REQUIRED WORK — Write the line that includes "Q: Point out each instance of the banner" and all subsequent lines, exactly as written, and nothing more.

EXTRACTED MATERIAL —
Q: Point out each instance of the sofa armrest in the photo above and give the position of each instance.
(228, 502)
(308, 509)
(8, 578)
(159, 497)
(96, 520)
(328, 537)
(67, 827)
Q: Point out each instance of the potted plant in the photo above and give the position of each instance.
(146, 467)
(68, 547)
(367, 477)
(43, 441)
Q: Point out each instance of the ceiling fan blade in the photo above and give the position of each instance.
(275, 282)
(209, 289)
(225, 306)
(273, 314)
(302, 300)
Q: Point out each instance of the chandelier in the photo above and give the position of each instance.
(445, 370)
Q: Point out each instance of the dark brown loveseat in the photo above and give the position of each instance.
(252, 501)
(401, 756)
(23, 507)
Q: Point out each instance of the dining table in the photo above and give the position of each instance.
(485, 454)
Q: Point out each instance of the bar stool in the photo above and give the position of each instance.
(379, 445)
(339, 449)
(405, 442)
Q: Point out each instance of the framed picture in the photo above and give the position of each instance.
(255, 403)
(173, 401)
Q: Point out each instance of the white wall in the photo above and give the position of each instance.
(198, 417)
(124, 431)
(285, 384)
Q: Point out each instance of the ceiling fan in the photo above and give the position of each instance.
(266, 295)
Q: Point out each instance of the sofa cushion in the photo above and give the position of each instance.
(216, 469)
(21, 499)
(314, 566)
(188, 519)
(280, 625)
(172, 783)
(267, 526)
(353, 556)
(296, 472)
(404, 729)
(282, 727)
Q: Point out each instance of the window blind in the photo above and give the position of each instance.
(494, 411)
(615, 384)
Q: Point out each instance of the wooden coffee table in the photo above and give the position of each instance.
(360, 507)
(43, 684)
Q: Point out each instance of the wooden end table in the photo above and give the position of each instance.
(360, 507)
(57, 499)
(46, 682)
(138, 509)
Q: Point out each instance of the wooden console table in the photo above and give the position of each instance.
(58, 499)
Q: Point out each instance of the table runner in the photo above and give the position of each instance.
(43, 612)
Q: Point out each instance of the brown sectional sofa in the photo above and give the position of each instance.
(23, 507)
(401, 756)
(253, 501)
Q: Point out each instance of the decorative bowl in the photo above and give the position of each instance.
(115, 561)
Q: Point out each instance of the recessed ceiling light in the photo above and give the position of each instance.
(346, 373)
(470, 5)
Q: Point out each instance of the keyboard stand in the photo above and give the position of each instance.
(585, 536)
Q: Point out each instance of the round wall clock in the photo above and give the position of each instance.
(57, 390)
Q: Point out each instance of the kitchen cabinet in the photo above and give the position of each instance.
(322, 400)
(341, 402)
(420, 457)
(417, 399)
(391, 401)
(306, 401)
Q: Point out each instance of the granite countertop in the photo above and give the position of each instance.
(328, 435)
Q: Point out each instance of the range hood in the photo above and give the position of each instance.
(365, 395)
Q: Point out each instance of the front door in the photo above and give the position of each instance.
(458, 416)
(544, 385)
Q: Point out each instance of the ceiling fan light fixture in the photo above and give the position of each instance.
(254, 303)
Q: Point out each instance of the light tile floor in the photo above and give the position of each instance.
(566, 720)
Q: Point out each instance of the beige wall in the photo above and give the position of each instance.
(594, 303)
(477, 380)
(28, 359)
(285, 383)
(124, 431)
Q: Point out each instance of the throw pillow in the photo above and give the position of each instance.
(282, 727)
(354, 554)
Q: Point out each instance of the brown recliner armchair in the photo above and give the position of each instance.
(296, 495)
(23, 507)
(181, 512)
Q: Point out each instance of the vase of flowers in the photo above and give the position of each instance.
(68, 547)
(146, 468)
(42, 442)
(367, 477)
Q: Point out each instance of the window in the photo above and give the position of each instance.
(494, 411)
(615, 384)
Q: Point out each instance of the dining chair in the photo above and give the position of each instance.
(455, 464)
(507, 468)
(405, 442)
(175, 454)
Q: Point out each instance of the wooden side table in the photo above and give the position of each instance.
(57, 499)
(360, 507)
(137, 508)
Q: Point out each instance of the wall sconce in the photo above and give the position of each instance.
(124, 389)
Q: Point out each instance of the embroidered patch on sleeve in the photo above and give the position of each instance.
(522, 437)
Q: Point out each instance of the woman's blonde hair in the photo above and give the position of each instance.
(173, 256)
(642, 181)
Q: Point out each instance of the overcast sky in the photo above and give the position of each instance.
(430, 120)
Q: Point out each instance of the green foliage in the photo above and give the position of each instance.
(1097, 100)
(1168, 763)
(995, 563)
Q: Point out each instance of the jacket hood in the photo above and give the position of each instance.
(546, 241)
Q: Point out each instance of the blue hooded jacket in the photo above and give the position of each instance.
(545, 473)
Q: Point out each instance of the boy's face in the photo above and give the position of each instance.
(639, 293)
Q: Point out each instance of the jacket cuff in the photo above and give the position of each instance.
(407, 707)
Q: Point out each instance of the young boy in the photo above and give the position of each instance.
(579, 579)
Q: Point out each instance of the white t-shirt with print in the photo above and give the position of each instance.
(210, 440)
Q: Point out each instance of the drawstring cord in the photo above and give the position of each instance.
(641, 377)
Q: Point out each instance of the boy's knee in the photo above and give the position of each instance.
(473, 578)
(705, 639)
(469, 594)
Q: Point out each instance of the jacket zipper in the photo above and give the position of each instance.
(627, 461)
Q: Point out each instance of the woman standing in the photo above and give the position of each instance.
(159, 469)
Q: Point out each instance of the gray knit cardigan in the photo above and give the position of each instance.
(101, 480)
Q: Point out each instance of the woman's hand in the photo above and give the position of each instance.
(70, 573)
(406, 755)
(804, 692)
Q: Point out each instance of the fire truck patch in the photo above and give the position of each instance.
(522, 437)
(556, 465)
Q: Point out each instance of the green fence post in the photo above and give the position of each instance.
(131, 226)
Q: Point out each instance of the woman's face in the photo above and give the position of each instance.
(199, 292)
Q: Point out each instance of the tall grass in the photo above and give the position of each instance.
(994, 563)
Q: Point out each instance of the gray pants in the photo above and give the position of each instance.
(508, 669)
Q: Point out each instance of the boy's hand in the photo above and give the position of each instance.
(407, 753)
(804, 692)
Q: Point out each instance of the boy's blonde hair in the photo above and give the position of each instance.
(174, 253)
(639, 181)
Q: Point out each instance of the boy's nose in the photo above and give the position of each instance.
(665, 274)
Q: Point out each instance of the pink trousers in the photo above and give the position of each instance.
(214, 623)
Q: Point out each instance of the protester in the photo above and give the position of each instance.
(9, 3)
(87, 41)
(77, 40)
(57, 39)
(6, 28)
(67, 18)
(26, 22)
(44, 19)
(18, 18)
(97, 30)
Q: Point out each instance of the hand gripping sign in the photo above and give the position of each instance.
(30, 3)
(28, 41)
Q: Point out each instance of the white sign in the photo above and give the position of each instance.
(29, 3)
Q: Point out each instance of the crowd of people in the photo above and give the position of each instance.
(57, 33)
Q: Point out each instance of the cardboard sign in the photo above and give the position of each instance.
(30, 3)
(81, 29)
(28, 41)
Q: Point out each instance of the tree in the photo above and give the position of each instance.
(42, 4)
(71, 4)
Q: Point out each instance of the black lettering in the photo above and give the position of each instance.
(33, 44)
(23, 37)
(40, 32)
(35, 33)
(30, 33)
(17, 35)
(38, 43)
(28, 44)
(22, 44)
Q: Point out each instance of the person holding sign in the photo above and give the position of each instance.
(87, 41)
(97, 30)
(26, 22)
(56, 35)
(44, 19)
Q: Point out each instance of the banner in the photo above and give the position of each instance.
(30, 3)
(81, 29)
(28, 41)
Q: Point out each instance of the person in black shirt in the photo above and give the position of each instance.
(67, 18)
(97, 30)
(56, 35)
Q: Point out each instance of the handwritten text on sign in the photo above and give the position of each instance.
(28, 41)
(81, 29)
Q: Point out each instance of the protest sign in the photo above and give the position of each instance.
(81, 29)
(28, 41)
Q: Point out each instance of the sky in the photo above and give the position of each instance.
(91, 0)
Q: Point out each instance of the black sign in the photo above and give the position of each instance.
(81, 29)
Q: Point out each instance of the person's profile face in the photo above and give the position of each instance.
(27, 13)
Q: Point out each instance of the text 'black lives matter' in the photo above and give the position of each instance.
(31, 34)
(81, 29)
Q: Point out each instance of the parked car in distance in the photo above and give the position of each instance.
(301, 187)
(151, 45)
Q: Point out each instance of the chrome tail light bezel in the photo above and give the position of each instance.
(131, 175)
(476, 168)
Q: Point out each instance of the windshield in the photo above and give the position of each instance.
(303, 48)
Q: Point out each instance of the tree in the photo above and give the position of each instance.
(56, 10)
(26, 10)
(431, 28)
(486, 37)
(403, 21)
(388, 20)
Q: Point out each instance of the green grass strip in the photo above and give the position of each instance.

PROBLEM SOLUTION —
Q: Point out each instance of the banner in the photo above and give the position of each instance.
(30, 3)
(81, 29)
(28, 41)
Q: Point out each instance of the person in black shirt in the photo above and give the position of each instance.
(67, 18)
(97, 30)
(56, 35)
Q: Point out each instance of the handwritten text on sign in the photo above and give the position of each instance.
(28, 41)
(81, 29)
Q: Point out each instance of the protest sign in the photo above and give the position of each instance.
(81, 29)
(28, 41)
Q: Point out each instance of the sky in the photo above and give the position of each instance.
(91, 0)
Q: Point out each instance of the black sign in the photo above and give the position of each instance.
(81, 29)
Q: Point out each instance of the person's profile face in the photo above and give the position of each instance.
(27, 13)
Q: Point out each instance of the text 'black lives matter' in the photo above and give the position of each instance.
(31, 34)
(81, 29)
Q: Point out each instance of the parked car in distance in the photo above and give the position of each instance.
(301, 187)
(151, 45)
Q: Point out each instance of the chrome tail light bezel in the photo above and give the position of each instance.
(131, 175)
(476, 168)
Q: Point out each instance of the windshield in the photo above and give the position of each instance.
(303, 48)
Q: Point out each instance of the tree in the photo above and give the position of each instance.
(56, 10)
(26, 10)
(431, 28)
(486, 37)
(403, 21)
(388, 20)
Q: Point out each instance of the green grass strip in the photo above and give the position of each instance.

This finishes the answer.